## Text for analysis
[Start of Attachment]
On Sept. 7th, the titanium sample tube was transferred into the rover’s interior, where the mission team used the rover’s interior instruments to measure and image the rock core. It then hermetically sealed the tube ((serial number 266), took another image, and stored the tube. As you can see from the images acquired (shown above), the sample is about the thickness of a pencil and is now stowed inside the rover’s chassis. Said Thomas Zurbuchen, the associate administrator for science at NASA HQ:
“For all of NASA science, this is truly a historic moment. Just as the Apollo Moon missions demonstrated the enduring scientific value of returning samples from other worlds for analysis here on our planet, we will be doing the same with the samples Perseverance collects as part of our Mars Sample Return program. Using the most sophisticated science instruments on Earth, we expect jaw-dropping discoveries across a broad set of science areas, including exploration into the question of whether life once existed on Mars.”
Since then, scientists have been using Perseverance’s instruments to analyze Rochette itself. The sample itself will be examined back once it is returned to Earth, where it can be examined using instruments that are far too large to place on a rover. The analysis of these samples is expected to teach scientists a great deal about the early geological history and evolution of Mars, including how it ceased being the warmer and wetter place it once was.
“With over 3,000 parts, the Sampling and Caching System is the most complex mechanism ever sent into space,” said Larry D. James, the interim director of NASA JPL. “Our Perseverance team is excited and proud to see the system perform so well on Mars and take the first step for returning samples to Earth. We also recognize that a worldwide team of NASA, industry partners, academia, and international space agencies contributed to and share in this historic success.”
[End of Attachment]
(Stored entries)
[Start of Attachment]
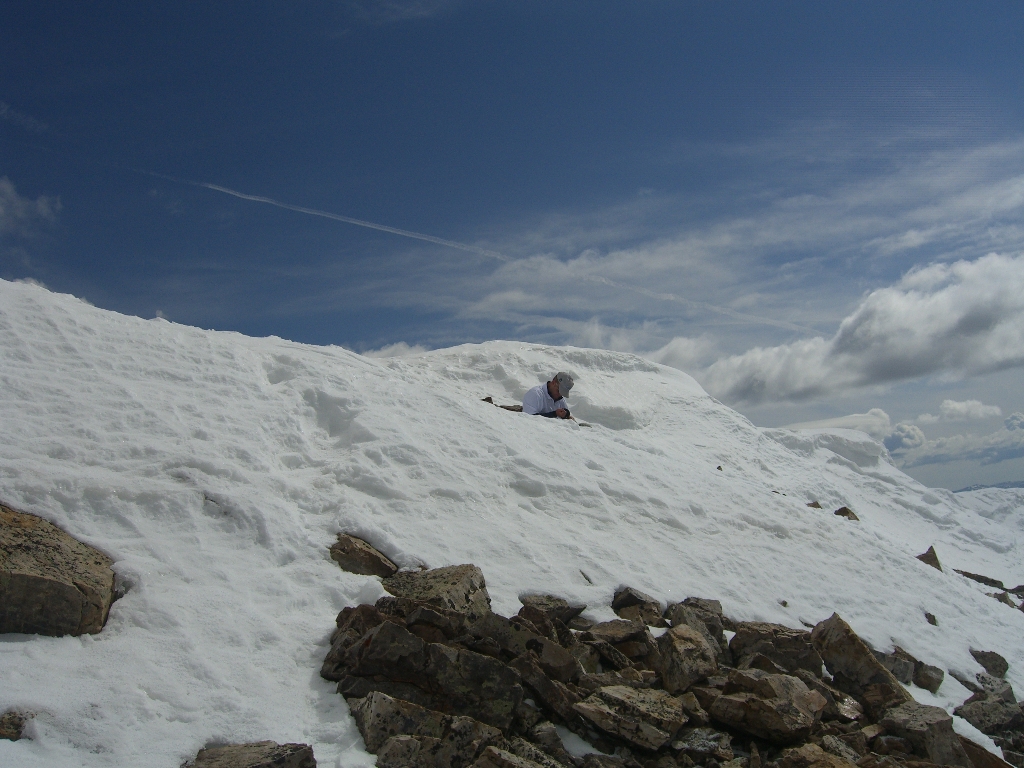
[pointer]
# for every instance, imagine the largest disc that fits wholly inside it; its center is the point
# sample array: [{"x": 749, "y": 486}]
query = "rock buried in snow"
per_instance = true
[
  {"x": 50, "y": 583},
  {"x": 356, "y": 556},
  {"x": 459, "y": 588},
  {"x": 930, "y": 558},
  {"x": 930, "y": 731},
  {"x": 646, "y": 718},
  {"x": 256, "y": 755},
  {"x": 851, "y": 663}
]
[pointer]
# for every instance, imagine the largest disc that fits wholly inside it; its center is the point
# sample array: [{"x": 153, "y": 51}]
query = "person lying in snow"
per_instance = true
[{"x": 549, "y": 398}]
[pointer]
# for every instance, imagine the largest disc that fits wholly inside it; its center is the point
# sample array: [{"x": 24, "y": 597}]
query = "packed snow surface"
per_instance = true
[{"x": 216, "y": 469}]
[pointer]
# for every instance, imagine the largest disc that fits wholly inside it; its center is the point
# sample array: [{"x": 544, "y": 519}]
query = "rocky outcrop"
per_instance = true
[
  {"x": 256, "y": 755},
  {"x": 458, "y": 588},
  {"x": 50, "y": 583},
  {"x": 356, "y": 556}
]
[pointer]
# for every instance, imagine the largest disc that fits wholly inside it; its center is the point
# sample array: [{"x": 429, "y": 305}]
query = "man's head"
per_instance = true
[{"x": 560, "y": 385}]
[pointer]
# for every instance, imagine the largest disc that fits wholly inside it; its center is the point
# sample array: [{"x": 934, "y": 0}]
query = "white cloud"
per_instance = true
[
  {"x": 962, "y": 318},
  {"x": 961, "y": 411},
  {"x": 399, "y": 349},
  {"x": 876, "y": 423},
  {"x": 20, "y": 215},
  {"x": 991, "y": 449}
]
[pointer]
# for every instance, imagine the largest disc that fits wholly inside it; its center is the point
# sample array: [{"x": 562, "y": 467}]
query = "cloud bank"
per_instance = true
[{"x": 963, "y": 318}]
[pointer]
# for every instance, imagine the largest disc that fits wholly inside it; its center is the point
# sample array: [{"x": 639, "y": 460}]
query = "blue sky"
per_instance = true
[{"x": 815, "y": 209}]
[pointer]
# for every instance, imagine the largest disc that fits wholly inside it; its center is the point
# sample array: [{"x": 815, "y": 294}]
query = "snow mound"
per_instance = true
[{"x": 215, "y": 469}]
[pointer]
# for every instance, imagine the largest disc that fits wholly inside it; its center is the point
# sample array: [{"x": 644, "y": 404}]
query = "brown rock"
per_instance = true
[
  {"x": 356, "y": 556},
  {"x": 685, "y": 657},
  {"x": 851, "y": 663},
  {"x": 787, "y": 647},
  {"x": 459, "y": 588},
  {"x": 50, "y": 583},
  {"x": 929, "y": 729},
  {"x": 256, "y": 755},
  {"x": 930, "y": 558}
]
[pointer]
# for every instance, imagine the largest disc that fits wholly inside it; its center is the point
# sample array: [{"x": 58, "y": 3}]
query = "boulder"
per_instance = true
[
  {"x": 635, "y": 605},
  {"x": 646, "y": 718},
  {"x": 851, "y": 663},
  {"x": 989, "y": 714},
  {"x": 391, "y": 659},
  {"x": 931, "y": 558},
  {"x": 11, "y": 725},
  {"x": 256, "y": 755},
  {"x": 515, "y": 640},
  {"x": 700, "y": 744},
  {"x": 930, "y": 731},
  {"x": 460, "y": 739},
  {"x": 356, "y": 556},
  {"x": 458, "y": 588},
  {"x": 554, "y": 607},
  {"x": 685, "y": 657},
  {"x": 992, "y": 663},
  {"x": 50, "y": 583},
  {"x": 790, "y": 648}
]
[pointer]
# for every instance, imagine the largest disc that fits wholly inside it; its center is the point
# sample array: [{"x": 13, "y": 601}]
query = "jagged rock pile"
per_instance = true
[{"x": 434, "y": 678}]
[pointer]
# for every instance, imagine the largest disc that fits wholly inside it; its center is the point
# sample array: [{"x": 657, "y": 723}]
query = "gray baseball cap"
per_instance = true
[{"x": 564, "y": 383}]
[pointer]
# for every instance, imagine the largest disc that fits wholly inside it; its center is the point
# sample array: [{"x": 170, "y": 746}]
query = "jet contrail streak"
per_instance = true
[{"x": 357, "y": 222}]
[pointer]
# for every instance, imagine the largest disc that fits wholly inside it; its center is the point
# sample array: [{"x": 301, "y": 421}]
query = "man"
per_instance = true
[{"x": 549, "y": 398}]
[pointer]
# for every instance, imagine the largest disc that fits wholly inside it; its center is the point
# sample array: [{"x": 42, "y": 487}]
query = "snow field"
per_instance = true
[{"x": 216, "y": 469}]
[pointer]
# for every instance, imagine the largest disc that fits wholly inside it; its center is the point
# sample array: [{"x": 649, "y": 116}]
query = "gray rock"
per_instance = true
[
  {"x": 356, "y": 556},
  {"x": 685, "y": 657},
  {"x": 992, "y": 663},
  {"x": 787, "y": 647},
  {"x": 50, "y": 583},
  {"x": 851, "y": 663},
  {"x": 930, "y": 731},
  {"x": 460, "y": 739},
  {"x": 554, "y": 607},
  {"x": 646, "y": 718},
  {"x": 459, "y": 588},
  {"x": 256, "y": 755}
]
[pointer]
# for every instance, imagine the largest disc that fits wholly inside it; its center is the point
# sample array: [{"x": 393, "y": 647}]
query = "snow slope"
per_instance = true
[{"x": 216, "y": 469}]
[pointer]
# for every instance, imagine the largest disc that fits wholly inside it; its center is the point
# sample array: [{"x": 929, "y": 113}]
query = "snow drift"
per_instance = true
[{"x": 215, "y": 470}]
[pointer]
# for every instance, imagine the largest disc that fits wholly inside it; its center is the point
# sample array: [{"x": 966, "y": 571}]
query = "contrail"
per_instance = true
[
  {"x": 493, "y": 254},
  {"x": 357, "y": 222}
]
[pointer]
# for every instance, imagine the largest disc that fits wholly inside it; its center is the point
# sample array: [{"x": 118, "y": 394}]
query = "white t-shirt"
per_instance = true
[{"x": 537, "y": 400}]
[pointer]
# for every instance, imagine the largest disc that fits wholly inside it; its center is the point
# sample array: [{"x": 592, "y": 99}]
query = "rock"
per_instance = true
[
  {"x": 790, "y": 648},
  {"x": 557, "y": 663},
  {"x": 929, "y": 729},
  {"x": 495, "y": 758},
  {"x": 355, "y": 556},
  {"x": 460, "y": 739},
  {"x": 990, "y": 714},
  {"x": 686, "y": 657},
  {"x": 811, "y": 756},
  {"x": 635, "y": 605},
  {"x": 980, "y": 757},
  {"x": 391, "y": 659},
  {"x": 11, "y": 725},
  {"x": 256, "y": 755},
  {"x": 993, "y": 664},
  {"x": 50, "y": 583},
  {"x": 851, "y": 663},
  {"x": 556, "y": 696},
  {"x": 928, "y": 677},
  {"x": 701, "y": 743},
  {"x": 646, "y": 718},
  {"x": 459, "y": 588},
  {"x": 554, "y": 607},
  {"x": 930, "y": 558}
]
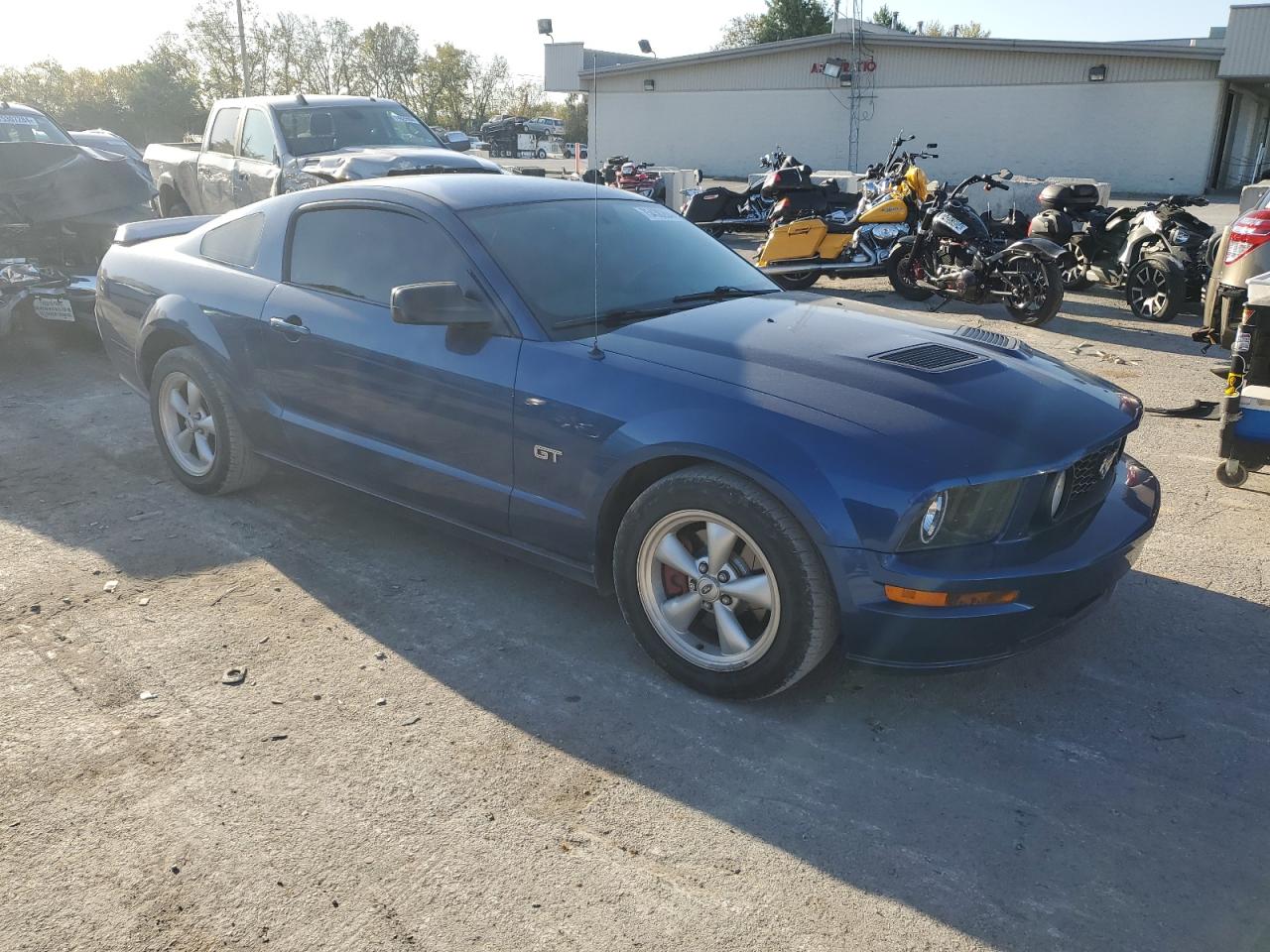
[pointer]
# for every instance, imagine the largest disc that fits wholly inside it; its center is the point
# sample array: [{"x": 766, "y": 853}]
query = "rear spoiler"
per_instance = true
[{"x": 137, "y": 231}]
[End of Attachment]
## Tasks to complete
1. In the passage about Perseverance's first rock sample, how many parts does the Sampling and Caching System have?
2. Pick up the passage about Perseverance's first rock sample after its last sentence and keep writing it.

## Activity answers
1. Over 3,000 parts.

2.
This initial phase of the rover’s science operations will conclude once the rover has filled eight of its 43 sample tubes and returned to where it first landed – the Octavia E. Butler Landing Site. At that point, the rover will have traveled a distance of between 2.5 and 5 km (1.6 and 3.1 mi) since it arrived on Mars. After that, Perseverance will travel to the location of its second science campaign: Jezero Crater’s delta region.
This fan-shaped feature constitutes the remains of the spot where an ancient river emptied into a lake within the crater, slowly depositing sediment over time. This region is expected to be rich in clay minerals, which are associated with biological processes here on Earth and could contain the fossilized remains of ancient, microscopic life. If life existed on Mars billions of years ago (before it lost its atmosphere and surface water), delta fans are a good place to look for their remains.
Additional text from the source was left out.